* [Problem requirements]: Return all of the lines below exactly as they are.

* [Material provided]:
===
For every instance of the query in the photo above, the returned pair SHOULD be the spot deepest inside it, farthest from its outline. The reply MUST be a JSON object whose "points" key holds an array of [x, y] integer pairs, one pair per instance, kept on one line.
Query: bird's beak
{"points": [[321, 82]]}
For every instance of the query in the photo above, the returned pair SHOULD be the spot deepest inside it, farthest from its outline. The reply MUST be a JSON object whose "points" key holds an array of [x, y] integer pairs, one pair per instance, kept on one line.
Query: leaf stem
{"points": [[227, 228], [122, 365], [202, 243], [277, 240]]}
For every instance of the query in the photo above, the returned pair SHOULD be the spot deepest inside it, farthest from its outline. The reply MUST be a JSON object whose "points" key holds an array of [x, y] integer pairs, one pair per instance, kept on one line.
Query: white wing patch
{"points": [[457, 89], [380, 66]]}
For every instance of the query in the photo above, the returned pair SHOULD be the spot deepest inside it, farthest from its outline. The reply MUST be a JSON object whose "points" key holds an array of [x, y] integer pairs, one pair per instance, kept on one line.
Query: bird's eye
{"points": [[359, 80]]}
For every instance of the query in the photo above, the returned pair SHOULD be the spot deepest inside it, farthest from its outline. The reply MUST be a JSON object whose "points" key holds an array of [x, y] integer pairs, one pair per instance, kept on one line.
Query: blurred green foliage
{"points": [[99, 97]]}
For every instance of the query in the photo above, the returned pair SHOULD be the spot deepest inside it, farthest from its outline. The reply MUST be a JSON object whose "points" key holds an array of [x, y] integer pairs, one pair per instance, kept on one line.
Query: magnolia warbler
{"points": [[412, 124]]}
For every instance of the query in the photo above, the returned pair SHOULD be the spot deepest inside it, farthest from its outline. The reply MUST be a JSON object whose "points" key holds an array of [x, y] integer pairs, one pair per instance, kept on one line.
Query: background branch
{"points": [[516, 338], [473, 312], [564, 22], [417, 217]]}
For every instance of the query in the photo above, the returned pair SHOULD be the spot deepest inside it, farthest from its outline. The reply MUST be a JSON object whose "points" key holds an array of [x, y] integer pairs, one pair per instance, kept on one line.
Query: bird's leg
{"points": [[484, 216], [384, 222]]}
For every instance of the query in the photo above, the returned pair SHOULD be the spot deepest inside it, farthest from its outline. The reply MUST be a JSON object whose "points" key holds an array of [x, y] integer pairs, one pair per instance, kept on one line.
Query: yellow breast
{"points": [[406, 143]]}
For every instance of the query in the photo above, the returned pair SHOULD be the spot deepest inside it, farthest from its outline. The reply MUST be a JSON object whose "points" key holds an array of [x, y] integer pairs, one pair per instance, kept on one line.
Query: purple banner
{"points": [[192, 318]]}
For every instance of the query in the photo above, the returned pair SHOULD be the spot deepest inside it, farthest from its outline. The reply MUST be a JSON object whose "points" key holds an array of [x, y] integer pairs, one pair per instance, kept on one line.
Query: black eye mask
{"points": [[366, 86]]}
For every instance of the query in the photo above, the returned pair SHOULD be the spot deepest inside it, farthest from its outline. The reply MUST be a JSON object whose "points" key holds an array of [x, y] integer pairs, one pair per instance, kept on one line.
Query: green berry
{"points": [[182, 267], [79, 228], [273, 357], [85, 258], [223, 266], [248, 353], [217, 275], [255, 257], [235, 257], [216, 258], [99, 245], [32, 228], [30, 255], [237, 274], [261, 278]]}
===
* [Result of this task]:
For every instance of the query in the photo above, the returned pair SHOULD be the spot deepest inside it, farthest from its outline. The reply MUST be a JSON object whose "points" key holds an array of [x, y] integer pairs, one pair per instance, kept on one line.
Query: bird's beak
{"points": [[321, 82]]}
For every instance of the query in the photo above, the returned pair SHOULD be the spot deepest inside it, farthest from its outline. The reply MUST be a JSON object whose "points" key holds an array of [x, y] integer pairs, one pair per instance, kept on one line.
Query: leaf stem
{"points": [[227, 228], [122, 365], [202, 243], [277, 240]]}
For every instance of the query in the photo above, the returned pair SHOULD be the spot deepest inside it, farthest from its outline. The reply MUST be a JSON object whose "points" key holds an array of [x, y] integer pairs, one pair per instance, kept on one line.
Query: white wing patch
{"points": [[457, 89], [380, 66]]}
For every instance of the query in the photo above, the returned pair SHOULD be the spot deepest inside it, farthest from its outline. The reply MUST be a JSON object whose "points" key holds an array of [x, y] integer pairs, one pair per instance, kept on one line.
Query: bird's eye
{"points": [[359, 80]]}
For every instance of the query in the photo above, the returned pair SHOULD be the spot deepest inside it, farthest from its outline. The reply MUST be a JSON object whose "points" key holds an array of [x, y] integer pairs, one pair per instance, kept on one line.
Query: blurred green foliage
{"points": [[99, 97]]}
For every instance of the query in the photo above, the returned pair SHOULD be the spot deepest inside it, farthest from its outline. The reply MUST be a JSON object whose "points" key holds an array of [x, y] integer pairs, one pair per instance, kept on one line.
Query: magnolia warbler
{"points": [[412, 124]]}
For every instance of the query in the photo above, the returned pair SHOULD be the spot deepest inside it, farthest from its outline. The reply MUST be a JSON object whose "points" key holds an array of [x, y] integer pairs, one pair per instance, kept on one line.
Query: background branch
{"points": [[516, 338], [473, 312], [564, 22], [417, 217]]}
For every instance of the query in the photo above, the returned pair SHOULD be the spot deepest inside it, farthest from its outline. The reply MUST be a JSON object whose "points" key holds an array of [x, y] integer pairs, one pair per instance, kept on one line.
Query: bird's leg
{"points": [[484, 216], [384, 222]]}
For every instance of the query in the photo above, the returned pair SHOULD be the spot deepest inside it, farthest from its outline. The reply MUST be a JSON object whose "points" key holds an array of [x, y] integer pairs, one pair per instance, kept on one line.
Query: yellow breast
{"points": [[406, 143]]}
For every instance of the query in the photo above, the returned pair SHOULD be the spot deepest inside it, farthest from its outline. The reply MUST be a JSON object whose "points" key holds an array of [x, y] integer pairs, one pair per instance, kept on one line.
Query: purple banner
{"points": [[192, 318]]}
For every instance of the query in the photo above, the returned pair SHOULD be the spot deepest inside it, farthest from its outline. The reply MUST be a JSON object whose "points" key holds an array of [x, y] integer pairs, one pair per instance, kept on one line.
Query: black eye mask
{"points": [[366, 86]]}
For every instance of the query in the photo above, the returned pair SHOULD be the spot deepest inside it, farthest from its outline. The reply MUST be a JSON object whose "points" key holds an array of [x, y] integer pairs, one pair per instance, kept on one line.
Query: green berry
{"points": [[182, 267], [79, 228], [273, 357], [85, 258], [223, 266], [248, 353], [217, 275], [255, 257], [235, 257], [216, 258], [99, 245], [32, 228], [30, 255], [237, 274], [261, 278]]}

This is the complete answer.